**TASK GOAL:**
Return every line of the data below as a JSON list of strings, with one string per line and no blank lines.

**PROVIDED DATA:**
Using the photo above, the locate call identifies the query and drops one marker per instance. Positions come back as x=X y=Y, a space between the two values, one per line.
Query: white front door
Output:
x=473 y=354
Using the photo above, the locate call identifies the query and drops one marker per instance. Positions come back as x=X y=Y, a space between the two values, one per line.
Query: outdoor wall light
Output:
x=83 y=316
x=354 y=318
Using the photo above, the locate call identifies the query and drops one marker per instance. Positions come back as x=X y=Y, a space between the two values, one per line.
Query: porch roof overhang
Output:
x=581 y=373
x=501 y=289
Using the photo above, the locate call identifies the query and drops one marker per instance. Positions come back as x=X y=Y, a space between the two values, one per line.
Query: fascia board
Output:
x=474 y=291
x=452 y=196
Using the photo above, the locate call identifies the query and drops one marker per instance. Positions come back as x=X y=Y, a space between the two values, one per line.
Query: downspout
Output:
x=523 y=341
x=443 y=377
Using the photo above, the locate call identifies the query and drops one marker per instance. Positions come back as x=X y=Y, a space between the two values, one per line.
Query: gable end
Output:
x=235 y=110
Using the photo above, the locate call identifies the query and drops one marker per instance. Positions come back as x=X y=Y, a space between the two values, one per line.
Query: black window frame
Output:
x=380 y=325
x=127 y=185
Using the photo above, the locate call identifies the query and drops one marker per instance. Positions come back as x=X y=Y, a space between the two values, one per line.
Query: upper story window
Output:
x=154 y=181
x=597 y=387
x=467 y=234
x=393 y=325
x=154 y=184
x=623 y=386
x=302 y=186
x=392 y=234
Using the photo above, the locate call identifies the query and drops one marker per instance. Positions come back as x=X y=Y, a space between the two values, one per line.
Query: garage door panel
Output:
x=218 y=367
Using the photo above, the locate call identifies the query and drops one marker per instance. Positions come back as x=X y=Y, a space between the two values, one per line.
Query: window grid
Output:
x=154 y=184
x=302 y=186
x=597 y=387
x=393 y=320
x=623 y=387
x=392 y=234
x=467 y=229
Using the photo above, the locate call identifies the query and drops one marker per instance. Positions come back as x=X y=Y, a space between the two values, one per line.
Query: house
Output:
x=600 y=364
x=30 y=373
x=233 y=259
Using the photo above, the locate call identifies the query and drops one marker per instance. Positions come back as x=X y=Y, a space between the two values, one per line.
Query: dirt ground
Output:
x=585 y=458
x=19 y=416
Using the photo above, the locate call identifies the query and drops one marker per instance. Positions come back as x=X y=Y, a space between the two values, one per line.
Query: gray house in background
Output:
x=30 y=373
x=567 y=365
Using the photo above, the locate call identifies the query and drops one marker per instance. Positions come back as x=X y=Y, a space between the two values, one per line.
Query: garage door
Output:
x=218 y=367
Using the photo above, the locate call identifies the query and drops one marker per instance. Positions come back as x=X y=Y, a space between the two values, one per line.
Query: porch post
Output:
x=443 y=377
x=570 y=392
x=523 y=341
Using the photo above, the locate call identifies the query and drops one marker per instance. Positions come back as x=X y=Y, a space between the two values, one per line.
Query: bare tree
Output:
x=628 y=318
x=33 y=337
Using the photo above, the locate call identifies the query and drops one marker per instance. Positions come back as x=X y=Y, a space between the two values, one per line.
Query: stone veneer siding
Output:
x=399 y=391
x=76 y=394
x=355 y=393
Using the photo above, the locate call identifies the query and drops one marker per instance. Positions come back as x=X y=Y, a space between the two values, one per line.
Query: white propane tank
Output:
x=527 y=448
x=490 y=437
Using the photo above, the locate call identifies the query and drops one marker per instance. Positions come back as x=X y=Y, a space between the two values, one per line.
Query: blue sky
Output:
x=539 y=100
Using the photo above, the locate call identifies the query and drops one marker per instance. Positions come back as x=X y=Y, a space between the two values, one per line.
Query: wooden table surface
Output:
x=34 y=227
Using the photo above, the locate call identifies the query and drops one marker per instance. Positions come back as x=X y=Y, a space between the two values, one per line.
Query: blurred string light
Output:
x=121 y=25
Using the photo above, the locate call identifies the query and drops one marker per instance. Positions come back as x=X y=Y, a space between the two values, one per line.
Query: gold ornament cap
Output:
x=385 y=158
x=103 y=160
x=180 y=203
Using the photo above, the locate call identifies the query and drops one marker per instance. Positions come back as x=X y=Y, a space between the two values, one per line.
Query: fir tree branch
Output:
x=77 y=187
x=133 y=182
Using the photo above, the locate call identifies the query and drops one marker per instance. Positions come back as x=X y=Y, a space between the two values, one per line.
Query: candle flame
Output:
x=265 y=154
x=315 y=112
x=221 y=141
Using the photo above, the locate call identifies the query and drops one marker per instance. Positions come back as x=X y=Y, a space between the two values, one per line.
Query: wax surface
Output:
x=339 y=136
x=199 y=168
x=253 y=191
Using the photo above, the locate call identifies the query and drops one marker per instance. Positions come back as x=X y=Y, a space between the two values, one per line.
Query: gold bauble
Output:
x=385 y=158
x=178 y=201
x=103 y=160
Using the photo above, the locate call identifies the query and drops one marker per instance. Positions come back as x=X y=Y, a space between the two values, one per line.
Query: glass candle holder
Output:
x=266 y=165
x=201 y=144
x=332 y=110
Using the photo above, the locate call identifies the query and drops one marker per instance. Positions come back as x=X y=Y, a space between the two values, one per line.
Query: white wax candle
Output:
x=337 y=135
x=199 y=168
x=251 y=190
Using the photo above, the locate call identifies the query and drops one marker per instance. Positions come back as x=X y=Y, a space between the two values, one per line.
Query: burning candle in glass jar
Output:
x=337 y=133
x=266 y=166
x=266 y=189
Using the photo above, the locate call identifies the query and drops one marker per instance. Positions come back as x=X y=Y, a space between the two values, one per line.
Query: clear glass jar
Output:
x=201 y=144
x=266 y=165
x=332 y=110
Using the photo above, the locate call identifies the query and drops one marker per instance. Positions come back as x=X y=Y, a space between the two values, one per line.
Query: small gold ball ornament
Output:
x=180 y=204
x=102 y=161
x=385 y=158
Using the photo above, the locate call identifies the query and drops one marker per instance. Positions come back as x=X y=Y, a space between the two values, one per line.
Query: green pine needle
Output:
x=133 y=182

**RESPONSE TO THIS TASK:**
[
  "Using the photo above, the locate call identifies the query and drops one marker per instance. Positions come back as x=X y=Y, a space between the two values, one per line.",
  "Query: white front door",
  "Output:",
  "x=473 y=354",
  "Using the photo above, the locate call identifies the query and drops one marker per instance. Positions come back as x=X y=Y, a space between the two values, one per line.",
  "Query: outdoor wall light",
  "Output:",
  "x=83 y=316",
  "x=354 y=318",
  "Using the photo above, the locate call identifies the query and drops one marker per instance. Positions come back as x=X y=Y, a space between the two values, one per line.",
  "Query: porch roof overhang",
  "Output:",
  "x=581 y=373",
  "x=501 y=289",
  "Using the photo above, the locate call identifies the query and drops one marker per instance. Positions come back as x=X y=Y, a space between the two values, one per line.",
  "Query: fascia board",
  "Output:",
  "x=474 y=291",
  "x=452 y=196",
  "Using the photo above, the locate call identifies the query and drops one marker per instance. Positions come back as x=X y=Y, a space between the two values, one per line.",
  "Query: downspout",
  "Output:",
  "x=523 y=341",
  "x=443 y=377",
  "Using the photo above, the locate call identifies the query and drops one marker per instance. Positions come back as x=X y=Y, a space between the two values, one per line.",
  "Query: gable end",
  "Output:",
  "x=235 y=110",
  "Using the photo above, the locate call identifies the query and drops one marker per instance. Positions come back as x=X y=Y, a space between the two values, one per line.",
  "Query: black window frame",
  "Output:",
  "x=380 y=325",
  "x=127 y=185",
  "Using the photo above, the locate call identifies the query and drops one marker per instance. Positions come back as x=X y=Y, a space between the two values, one per line.",
  "Query: upper story window",
  "Output:",
  "x=154 y=181",
  "x=597 y=387",
  "x=467 y=234",
  "x=393 y=325",
  "x=154 y=184",
  "x=623 y=386",
  "x=302 y=186",
  "x=392 y=234",
  "Using the photo above, the locate call identifies the query and drops one marker per instance. Positions come back as x=X y=Y, a space between the two values, one per line.",
  "Query: garage door panel",
  "Output:",
  "x=218 y=367",
  "Using the photo above, the locate call identifies the query and drops one marker per instance. Positions come back as x=X y=Y, a space between the two values, one per line.",
  "Query: window grid",
  "Output:",
  "x=154 y=184",
  "x=302 y=186",
  "x=597 y=387",
  "x=393 y=320",
  "x=623 y=387",
  "x=392 y=234",
  "x=467 y=229",
  "Using the photo above, the locate call identifies the query and drops one marker per instance. Positions come back as x=X y=Y, a space between the two values, one per line.",
  "Query: house",
  "Output:",
  "x=600 y=364",
  "x=30 y=373",
  "x=233 y=259",
  "Using the photo above, the locate call identifies the query and drops one marker per instance. Positions come back as x=X y=Y, a space between the two values, one per line.",
  "Query: dirt ground",
  "Output:",
  "x=585 y=458",
  "x=19 y=416",
  "Using the photo above, the locate call identifies the query and drops one marker per instance. Positions come back as x=X y=Y, a space between the two values, one per line.",
  "Query: gray house in background",
  "Output:",
  "x=30 y=373",
  "x=567 y=365",
  "Using the photo above, the locate call identifies the query and drops one marker per instance. Positions come back as x=X y=Y, a space between the two values, one per line.",
  "Query: garage door",
  "Output:",
  "x=218 y=367",
  "Using the photo above, the locate call identifies the query and drops one marker per instance. Positions come back as x=X y=Y, a space between the two values, one per line.",
  "Query: porch post",
  "Output:",
  "x=443 y=377",
  "x=570 y=392",
  "x=523 y=341",
  "Using the photo above, the locate call identifies the query and drops one marker per instance. Positions come back as x=X y=Y, a space between the two values, one per line.",
  "Query: bare tree",
  "Output:",
  "x=628 y=318",
  "x=33 y=337",
  "Using the photo above, the locate call identifies the query and drops one marker per instance. Positions come back as x=X y=Y, a space between the two values, one per line.",
  "Query: stone veneer siding",
  "Output:",
  "x=399 y=391",
  "x=76 y=394",
  "x=355 y=393",
  "Using the photo above, the locate call identifies the query and drops one marker per instance. Positions come back as x=X y=Y, a space between the two values, one per line.",
  "Query: white propane tank",
  "Output:",
  "x=527 y=448",
  "x=490 y=437",
  "Using the photo above, the locate call identifies the query and drops one marker per instance. Positions come back as x=X y=Y, a space between the two values, one per line.",
  "Query: blue sky",
  "Output:",
  "x=539 y=100",
  "Using the photo above, the locate call identifies the query and drops one marker per instance. Positions come back as x=X y=Y, a space between the two values, one per line.",
  "Query: wooden table surface",
  "Output:",
  "x=34 y=227",
  "Using the photo above, the locate call identifies the query and drops one marker per instance. Positions come back as x=X y=Y, a space between the two values, one per line.",
  "Query: blurred string light",
  "Output:",
  "x=121 y=25",
  "Using the photo above, the locate call identifies the query and drops one marker per instance. Positions come back as x=X y=Y, a space between the two values, one per line.",
  "Query: gold ornament cap",
  "Output:",
  "x=385 y=158",
  "x=103 y=160",
  "x=180 y=203",
  "Using the photo above, the locate call identifies the query and drops one marker per instance. Positions come back as x=X y=Y, a space between the two values, one per line.",
  "Query: fir tree branch",
  "Output:",
  "x=77 y=187",
  "x=133 y=182",
  "Using the photo above, the locate call identifies the query and drops one marker per instance. Positions come back as x=X y=Y, a space between the two values, one per line.",
  "Query: candle flame",
  "Output:",
  "x=265 y=154",
  "x=315 y=112",
  "x=221 y=141",
  "Using the photo above, the locate call identifies the query and drops one marker per instance. Positions come back as x=X y=Y, a space between the two values, one per line.",
  "Query: wax surface",
  "Output:",
  "x=339 y=136",
  "x=199 y=168",
  "x=253 y=191",
  "Using the photo above, the locate call identifies the query and drops one marker per instance. Positions come back as x=X y=Y, a space between the two values, one per line.",
  "Query: gold bauble",
  "Output:",
  "x=385 y=158",
  "x=178 y=201",
  "x=103 y=160",
  "Using the photo above, the locate call identifies the query and drops one marker per instance. Positions come back as x=X y=Y, a space between the two values, one per line.",
  "Query: glass candle holder",
  "Output:",
  "x=266 y=165",
  "x=201 y=144",
  "x=332 y=110",
  "Using the photo above, the locate call identifies the query and drops one marker per instance. Positions come back as x=X y=Y, a space between the two values, one per line.",
  "Query: white wax candle",
  "Output:",
  "x=337 y=135",
  "x=199 y=168",
  "x=251 y=190",
  "Using the photo above, the locate call identifies the query and drops one marker per instance. Positions come back as x=X y=Y, a space between the two values, one per line.",
  "Query: burning candle in glass jar",
  "Output:",
  "x=337 y=133",
  "x=266 y=166",
  "x=266 y=189",
  "Using the photo above, the locate call identifies the query and drops one marker per instance. Positions come back as x=X y=Y, a space between the two values, one per line.",
  "Query: clear glass jar",
  "Output:",
  "x=201 y=144",
  "x=266 y=165",
  "x=332 y=110",
  "Using the photo above, the locate call identifies the query and drops one marker per instance. Positions come back as x=X y=Y, a space between the two values, one per line.",
  "Query: small gold ball ornament",
  "Output:",
  "x=180 y=204",
  "x=102 y=161",
  "x=385 y=158",
  "Using the photo above, the locate call identifies the query and drops one marker per instance. Positions come back as x=X y=Y, a space between the two values, one per line.",
  "Query: green pine needle",
  "Output:",
  "x=133 y=182"
]